» **What to produce**:
Filter the entries and keep only the lines where the string "cluster" appears.

*** Block opens ***

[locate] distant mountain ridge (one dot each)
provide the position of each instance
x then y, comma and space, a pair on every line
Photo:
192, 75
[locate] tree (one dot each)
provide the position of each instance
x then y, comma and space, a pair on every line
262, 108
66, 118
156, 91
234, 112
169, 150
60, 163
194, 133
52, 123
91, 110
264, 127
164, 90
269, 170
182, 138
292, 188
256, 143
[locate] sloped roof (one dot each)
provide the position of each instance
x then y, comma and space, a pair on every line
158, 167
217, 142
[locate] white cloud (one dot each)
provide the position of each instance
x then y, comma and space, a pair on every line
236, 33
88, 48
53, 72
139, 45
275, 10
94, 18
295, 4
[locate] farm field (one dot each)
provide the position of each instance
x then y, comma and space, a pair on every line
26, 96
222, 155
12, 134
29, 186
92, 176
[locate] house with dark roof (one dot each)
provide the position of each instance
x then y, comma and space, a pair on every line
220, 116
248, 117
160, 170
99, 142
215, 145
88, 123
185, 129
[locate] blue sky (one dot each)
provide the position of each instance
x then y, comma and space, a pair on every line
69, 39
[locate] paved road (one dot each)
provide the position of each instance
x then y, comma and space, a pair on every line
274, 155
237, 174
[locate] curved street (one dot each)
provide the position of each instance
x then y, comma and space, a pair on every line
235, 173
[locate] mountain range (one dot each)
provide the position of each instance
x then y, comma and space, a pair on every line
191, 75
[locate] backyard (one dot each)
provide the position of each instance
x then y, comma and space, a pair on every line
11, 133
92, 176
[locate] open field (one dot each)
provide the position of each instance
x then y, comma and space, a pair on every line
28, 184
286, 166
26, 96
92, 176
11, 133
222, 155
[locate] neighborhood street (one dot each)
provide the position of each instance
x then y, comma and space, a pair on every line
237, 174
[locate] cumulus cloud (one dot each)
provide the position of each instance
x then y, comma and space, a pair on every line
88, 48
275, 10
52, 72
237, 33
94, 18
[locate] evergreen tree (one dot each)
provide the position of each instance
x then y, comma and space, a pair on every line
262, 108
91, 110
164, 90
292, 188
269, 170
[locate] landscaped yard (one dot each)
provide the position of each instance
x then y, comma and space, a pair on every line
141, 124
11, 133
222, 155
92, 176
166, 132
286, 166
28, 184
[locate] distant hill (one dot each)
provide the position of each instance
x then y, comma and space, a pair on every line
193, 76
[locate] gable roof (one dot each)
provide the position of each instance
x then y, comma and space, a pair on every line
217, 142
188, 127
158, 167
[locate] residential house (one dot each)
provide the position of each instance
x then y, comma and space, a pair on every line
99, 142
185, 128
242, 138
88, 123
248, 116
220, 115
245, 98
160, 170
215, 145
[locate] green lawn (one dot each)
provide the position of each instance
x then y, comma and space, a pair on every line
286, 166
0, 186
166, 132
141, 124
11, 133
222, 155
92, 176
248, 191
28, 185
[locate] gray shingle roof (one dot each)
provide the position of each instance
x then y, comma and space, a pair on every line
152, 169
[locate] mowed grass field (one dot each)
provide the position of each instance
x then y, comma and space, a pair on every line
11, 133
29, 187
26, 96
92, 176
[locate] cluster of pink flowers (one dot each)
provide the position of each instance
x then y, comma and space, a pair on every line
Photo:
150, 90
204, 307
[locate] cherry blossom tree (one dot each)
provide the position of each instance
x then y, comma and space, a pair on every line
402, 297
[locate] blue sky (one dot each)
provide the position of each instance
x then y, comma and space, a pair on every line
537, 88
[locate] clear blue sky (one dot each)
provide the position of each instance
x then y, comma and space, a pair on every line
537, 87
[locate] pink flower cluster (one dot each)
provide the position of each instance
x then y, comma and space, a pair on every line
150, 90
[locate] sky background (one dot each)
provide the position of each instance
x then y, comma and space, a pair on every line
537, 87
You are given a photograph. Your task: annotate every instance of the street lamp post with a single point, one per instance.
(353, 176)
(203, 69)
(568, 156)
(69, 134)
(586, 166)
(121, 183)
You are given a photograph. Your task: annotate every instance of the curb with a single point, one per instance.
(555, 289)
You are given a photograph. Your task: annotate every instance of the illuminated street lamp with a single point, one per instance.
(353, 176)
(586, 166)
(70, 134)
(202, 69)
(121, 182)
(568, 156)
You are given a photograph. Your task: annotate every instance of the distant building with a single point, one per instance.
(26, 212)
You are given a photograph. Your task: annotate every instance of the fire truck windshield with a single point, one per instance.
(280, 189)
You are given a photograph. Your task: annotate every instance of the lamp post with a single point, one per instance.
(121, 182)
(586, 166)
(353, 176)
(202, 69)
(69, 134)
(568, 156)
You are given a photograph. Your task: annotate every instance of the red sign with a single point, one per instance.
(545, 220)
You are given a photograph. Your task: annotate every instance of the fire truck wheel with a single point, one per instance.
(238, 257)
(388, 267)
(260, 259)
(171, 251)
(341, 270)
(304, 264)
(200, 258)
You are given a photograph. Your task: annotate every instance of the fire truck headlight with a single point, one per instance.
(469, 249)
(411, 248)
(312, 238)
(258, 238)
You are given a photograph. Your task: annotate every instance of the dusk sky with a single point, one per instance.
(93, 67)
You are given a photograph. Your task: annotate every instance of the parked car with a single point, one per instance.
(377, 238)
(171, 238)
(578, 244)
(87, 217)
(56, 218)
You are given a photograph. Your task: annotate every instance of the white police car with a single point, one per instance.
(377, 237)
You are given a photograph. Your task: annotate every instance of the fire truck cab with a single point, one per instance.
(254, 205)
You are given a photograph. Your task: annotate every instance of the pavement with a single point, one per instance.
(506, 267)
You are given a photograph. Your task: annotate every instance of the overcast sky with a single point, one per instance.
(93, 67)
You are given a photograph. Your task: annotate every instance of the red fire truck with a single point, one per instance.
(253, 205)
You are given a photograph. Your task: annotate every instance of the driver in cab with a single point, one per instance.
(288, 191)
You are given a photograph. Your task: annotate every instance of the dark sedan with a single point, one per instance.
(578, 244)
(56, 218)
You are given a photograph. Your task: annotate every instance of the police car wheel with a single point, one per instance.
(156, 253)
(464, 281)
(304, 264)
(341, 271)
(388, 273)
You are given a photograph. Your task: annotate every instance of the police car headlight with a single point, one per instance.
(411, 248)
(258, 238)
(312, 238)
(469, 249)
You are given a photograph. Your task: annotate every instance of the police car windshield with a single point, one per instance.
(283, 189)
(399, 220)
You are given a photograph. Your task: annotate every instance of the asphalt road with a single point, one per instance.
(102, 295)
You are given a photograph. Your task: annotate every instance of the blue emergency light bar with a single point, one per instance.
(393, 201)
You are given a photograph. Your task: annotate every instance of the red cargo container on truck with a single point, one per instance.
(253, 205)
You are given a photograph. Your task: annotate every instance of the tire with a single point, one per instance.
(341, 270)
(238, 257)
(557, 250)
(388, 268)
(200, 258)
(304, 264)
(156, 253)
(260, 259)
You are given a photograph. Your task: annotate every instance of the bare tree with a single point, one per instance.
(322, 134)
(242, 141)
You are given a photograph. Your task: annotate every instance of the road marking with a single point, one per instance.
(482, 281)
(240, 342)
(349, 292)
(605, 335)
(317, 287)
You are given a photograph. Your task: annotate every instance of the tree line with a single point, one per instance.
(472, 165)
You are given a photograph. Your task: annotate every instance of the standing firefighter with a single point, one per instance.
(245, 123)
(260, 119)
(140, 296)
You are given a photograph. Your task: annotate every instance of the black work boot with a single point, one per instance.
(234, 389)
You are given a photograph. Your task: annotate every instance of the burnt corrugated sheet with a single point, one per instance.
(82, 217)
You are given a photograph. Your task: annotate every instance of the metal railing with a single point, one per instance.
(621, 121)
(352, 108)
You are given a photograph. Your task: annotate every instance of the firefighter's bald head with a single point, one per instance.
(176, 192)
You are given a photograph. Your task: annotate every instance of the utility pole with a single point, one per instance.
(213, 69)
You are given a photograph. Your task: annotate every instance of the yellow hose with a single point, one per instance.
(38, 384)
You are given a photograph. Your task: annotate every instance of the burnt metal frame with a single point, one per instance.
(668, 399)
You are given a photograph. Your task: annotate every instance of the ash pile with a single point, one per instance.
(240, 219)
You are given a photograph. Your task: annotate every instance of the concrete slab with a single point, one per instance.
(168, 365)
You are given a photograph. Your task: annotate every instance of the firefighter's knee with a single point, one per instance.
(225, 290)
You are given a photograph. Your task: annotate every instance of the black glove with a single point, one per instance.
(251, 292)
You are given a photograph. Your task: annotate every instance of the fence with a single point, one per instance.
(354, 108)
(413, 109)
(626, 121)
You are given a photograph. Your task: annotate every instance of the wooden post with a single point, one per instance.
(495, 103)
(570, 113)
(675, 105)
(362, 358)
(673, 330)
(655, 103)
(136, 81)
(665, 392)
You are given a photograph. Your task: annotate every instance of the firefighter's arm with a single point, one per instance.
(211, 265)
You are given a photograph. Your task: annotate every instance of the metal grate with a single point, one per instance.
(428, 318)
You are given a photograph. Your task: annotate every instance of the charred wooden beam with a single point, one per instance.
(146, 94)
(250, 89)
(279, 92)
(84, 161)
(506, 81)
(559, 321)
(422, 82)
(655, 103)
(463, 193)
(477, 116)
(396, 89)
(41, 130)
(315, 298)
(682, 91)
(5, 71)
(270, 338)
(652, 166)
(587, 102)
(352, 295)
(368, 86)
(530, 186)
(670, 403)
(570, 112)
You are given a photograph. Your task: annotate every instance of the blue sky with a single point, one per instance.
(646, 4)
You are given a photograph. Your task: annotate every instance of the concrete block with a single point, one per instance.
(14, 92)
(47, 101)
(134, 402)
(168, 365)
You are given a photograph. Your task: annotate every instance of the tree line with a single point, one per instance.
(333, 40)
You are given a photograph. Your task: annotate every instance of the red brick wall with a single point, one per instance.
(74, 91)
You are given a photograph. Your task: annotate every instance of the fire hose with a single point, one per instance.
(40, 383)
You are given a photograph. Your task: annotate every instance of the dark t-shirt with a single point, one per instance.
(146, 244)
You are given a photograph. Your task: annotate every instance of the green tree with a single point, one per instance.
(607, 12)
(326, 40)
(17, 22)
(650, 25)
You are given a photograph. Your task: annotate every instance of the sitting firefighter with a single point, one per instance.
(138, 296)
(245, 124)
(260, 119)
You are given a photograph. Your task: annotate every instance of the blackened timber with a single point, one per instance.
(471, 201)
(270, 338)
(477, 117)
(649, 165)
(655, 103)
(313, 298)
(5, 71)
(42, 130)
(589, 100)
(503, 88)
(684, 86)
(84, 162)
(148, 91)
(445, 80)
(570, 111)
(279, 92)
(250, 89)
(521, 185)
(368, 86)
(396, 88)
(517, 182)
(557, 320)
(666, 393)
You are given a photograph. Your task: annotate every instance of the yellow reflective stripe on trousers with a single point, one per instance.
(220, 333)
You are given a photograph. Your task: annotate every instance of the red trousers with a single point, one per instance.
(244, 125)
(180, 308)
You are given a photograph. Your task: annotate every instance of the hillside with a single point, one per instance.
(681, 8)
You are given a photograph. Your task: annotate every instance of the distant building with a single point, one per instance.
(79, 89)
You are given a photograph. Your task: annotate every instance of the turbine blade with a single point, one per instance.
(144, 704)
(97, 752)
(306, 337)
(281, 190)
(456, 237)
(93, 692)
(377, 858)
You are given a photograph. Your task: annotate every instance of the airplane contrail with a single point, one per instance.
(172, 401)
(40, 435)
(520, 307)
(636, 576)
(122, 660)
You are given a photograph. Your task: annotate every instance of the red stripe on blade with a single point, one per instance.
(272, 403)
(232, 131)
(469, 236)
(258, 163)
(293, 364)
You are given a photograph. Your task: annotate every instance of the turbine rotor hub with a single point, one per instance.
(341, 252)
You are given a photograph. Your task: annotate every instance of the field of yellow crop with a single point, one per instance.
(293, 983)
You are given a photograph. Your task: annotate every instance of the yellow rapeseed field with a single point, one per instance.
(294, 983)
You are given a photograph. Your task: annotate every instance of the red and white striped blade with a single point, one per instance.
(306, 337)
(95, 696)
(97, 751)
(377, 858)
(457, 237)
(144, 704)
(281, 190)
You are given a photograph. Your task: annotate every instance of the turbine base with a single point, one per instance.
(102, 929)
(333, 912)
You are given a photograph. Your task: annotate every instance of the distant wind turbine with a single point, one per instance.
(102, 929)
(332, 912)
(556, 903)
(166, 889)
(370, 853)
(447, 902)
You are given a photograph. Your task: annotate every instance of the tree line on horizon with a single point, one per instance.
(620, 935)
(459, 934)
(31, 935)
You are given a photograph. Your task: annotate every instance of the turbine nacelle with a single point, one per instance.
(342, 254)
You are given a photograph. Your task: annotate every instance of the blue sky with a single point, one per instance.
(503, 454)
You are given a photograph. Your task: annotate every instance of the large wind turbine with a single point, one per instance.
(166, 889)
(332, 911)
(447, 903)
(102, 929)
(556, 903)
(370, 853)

*** Block closes ***

» **Finished task**:
[locate] cluster of pink flowers (one dot each)
[locate] pink flower cluster (one dot each)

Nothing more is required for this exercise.